▶ **Work to complete**:
Go through the records and copy each line where the word "positive" occurs.

────────────────────────────────────────

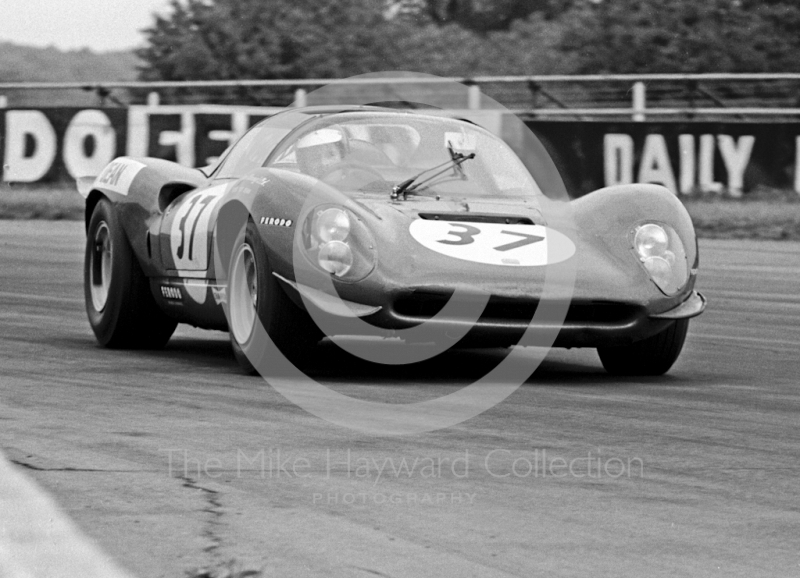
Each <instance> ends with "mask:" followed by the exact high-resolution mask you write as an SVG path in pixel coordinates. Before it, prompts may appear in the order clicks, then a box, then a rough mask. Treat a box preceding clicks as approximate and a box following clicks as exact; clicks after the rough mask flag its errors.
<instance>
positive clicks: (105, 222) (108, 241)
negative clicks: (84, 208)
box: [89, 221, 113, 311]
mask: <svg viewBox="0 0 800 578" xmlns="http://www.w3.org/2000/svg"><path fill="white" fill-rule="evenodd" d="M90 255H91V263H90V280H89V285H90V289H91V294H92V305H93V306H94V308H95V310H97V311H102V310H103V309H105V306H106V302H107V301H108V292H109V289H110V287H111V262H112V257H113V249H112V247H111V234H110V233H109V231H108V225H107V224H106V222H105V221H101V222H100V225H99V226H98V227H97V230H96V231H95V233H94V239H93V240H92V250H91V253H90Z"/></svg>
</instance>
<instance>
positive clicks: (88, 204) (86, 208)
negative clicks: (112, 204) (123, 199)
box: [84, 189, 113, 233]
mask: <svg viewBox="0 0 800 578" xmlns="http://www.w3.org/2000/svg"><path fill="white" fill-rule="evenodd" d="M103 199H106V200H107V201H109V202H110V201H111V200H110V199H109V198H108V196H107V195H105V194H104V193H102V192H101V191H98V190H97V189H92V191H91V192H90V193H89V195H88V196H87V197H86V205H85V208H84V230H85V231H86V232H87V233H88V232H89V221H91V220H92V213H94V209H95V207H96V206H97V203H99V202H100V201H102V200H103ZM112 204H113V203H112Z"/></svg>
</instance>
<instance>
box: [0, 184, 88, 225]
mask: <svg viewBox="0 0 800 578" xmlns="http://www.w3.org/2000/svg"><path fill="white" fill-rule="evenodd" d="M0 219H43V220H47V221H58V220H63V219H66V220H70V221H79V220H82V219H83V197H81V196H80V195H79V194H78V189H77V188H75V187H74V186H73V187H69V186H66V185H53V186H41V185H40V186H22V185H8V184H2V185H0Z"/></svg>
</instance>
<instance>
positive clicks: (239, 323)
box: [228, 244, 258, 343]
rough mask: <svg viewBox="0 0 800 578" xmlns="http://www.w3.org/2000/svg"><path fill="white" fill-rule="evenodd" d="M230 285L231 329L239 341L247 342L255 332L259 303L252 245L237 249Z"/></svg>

────────────────────────────────────────

▶ **Your solution**:
positive clicks: (105, 222) (108, 241)
positive clicks: (88, 204) (86, 208)
positive clicks: (239, 323)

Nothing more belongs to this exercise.